EXCERPT TO READ:
* * *
Addressing different facets of addiction, these films also highlight the fact that addiction is touching everyone, regardless of social status, education or zip code. “Diane” treats addiction as one of the diseases afflicting people close to the main character in the movie (in this case, her son) and deals, to an extent, with being in the position of detesting your own son. “A Star is Born” is, predictably, about the fall of a music icon from superstardom aided in no small part by abuse of alcohol and drugs, as another (his partner) is rising. “Beautiful Boy” is about the vulnerabilities of an individual suffering from addiction and the cycle of attempting to stay sober and then, relapsing, while simultaneously exploring the complex feelings of the boy’s father who lived with the shame of his son’s degrading behavior. And in one of the most anticipated films of the year, “Ben is Back,” the mother, played by Julia Roberts, is the only one who thinks her son can probably live sober at home (after taking proper precautions), when he comes back home unannounced for a short stay on Christmas eve from a rehab.

Without meaning to, “Ben is Back” also highlights the shortcomings of the incumbent, and dominant treatment model – inpatient detoxification and rehab – where the patient is in a bubble, far from the realities of his/her living environment. When the patient comes back home from treatment and faces the stressors in his/her living environment, the results are not predictable.

This is one of many reasons that outpatient treatment for addiction is often more successful. Staying in their real-life environment while accessing treatment helps patients to learn coping skills and work through triggers in real time with the help of treatment professionals. Further, outpatient treatment helps to reduce the stigma that somehow addiction is a shameful behavioral problem, and those in treatment must be hidden away for extended periods until they learn to modify their “behavior.” Such a treatment plan is rarely employed with other chronic diseases, even those that are highly contagious.
* * *
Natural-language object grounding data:
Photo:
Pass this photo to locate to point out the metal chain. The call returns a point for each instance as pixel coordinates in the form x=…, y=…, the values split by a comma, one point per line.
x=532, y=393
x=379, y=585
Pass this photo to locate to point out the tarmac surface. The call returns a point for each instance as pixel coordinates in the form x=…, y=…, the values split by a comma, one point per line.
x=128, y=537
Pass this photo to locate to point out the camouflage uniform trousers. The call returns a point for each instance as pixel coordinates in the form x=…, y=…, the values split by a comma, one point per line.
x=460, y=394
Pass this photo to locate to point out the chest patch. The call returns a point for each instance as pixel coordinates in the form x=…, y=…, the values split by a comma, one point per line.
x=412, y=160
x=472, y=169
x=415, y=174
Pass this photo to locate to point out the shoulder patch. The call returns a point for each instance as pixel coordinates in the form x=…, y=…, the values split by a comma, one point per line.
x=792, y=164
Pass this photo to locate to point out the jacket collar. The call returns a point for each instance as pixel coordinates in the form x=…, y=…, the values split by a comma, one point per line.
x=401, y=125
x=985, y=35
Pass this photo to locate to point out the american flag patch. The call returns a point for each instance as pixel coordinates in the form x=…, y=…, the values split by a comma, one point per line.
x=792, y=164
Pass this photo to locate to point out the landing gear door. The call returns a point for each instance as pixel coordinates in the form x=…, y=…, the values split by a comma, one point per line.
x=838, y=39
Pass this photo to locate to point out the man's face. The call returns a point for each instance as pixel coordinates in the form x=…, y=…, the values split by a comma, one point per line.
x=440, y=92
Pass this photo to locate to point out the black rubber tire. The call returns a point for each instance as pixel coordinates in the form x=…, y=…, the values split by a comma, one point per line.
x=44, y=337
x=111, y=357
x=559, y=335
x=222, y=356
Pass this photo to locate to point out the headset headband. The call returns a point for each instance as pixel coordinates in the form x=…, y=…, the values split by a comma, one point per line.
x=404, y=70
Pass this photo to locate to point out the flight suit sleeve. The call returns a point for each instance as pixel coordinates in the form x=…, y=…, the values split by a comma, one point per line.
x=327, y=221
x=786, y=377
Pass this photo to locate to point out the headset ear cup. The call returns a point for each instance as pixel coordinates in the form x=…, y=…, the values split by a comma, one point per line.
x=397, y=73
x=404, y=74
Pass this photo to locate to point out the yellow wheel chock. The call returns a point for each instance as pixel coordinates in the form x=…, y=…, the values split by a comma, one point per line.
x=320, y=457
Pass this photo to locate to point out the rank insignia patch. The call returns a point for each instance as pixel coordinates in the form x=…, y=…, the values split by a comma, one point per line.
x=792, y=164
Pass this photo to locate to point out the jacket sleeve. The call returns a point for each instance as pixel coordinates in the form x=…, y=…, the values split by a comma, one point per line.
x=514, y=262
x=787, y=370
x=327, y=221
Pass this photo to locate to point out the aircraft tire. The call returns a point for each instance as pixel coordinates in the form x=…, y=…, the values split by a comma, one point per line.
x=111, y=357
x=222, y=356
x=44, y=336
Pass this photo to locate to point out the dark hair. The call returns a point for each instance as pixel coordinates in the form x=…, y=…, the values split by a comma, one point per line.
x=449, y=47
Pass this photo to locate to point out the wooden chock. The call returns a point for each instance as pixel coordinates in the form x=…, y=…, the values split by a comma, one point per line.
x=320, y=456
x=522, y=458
* * *
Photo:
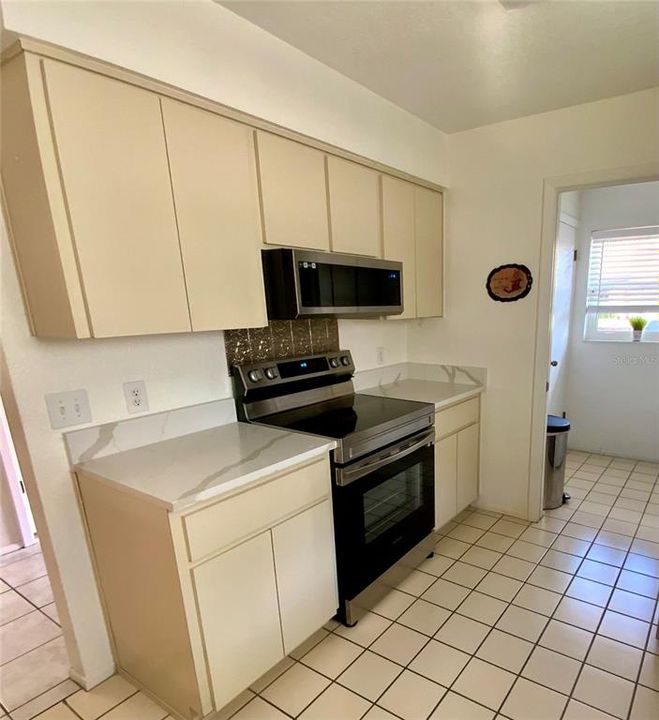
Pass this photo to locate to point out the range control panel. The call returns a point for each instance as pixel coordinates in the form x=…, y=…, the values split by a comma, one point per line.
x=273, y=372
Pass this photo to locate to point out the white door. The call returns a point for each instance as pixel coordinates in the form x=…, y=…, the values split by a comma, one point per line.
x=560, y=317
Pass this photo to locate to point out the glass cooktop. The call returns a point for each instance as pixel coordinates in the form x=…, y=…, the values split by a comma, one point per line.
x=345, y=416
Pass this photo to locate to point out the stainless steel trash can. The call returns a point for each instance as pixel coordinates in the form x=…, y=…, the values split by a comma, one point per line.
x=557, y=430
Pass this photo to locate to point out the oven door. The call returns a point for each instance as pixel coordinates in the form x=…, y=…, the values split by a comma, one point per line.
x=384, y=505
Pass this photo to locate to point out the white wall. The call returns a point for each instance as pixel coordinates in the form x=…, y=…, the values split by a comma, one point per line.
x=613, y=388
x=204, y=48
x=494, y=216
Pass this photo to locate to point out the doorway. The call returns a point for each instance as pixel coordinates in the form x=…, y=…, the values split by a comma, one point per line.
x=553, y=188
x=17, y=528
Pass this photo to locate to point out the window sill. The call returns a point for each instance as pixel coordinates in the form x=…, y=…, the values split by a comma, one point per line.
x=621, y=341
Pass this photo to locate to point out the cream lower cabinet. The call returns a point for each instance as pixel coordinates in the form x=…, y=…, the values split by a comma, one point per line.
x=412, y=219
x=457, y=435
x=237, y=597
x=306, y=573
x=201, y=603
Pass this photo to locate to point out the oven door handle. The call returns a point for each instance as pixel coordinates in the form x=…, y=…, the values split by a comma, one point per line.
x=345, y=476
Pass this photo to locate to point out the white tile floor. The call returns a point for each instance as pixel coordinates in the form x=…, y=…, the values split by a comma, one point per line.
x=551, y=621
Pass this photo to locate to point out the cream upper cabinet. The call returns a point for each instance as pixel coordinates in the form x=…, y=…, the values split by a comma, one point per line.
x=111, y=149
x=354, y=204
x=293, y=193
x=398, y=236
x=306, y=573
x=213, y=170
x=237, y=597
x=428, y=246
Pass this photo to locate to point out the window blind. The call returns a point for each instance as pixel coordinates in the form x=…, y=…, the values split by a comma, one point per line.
* * *
BRIEF:
Carry on the text about addiction films and outpatient treatment from its last sentence.

EXERCISE ANSWER:
Ultimately, while none of the movies cover all aspects of addiction and its impact on an individual and his/her ecosystem, they have each tried to turn an individual afflicted by the disease of addiction into a character, with a backstory. To a certain extent they portray not only the struggle the characters have with addiction, but also the stigma against them that manifests itself in multiple ways.

These movies help to underscore the message that, first and foremost, addiction is not a moral failure! It is a disease. Repeated abuse of alcohol/drugs changes the circuitry in the brain in a way where an individual’s brain becomes dependent on the substance abused to stimulate the release of dopamine in order to feel pleasure. The brain’s own triggers to release dopamine (in response to pleasurable acts, such as food or sex) become suppressed and the individual suffering from addiction may feel flat, lifeless and depressed when not abusing drugs or alcohol. These changes in the brain can often take years to correct, leaving the individual suffering from addiction susceptible to relapse during that time.

As more movies include addiction as one of the themes in the story, the more easily addiction will be accepted as a disease. This disease does not automatically remit over time and treatment interventions are needed. Individuals afflicted by the disease may need multiple treatment episodes, as addiction is a chronic disease marked by relapses. It is through realization, compassion and proactive treatment (preferably in an outpatient setting) that we can truly make it easy for individuals to openly accept that they have a problem with addiction and readily access treatment. Hollywood shedding light on addiction should help to reverse the stigma.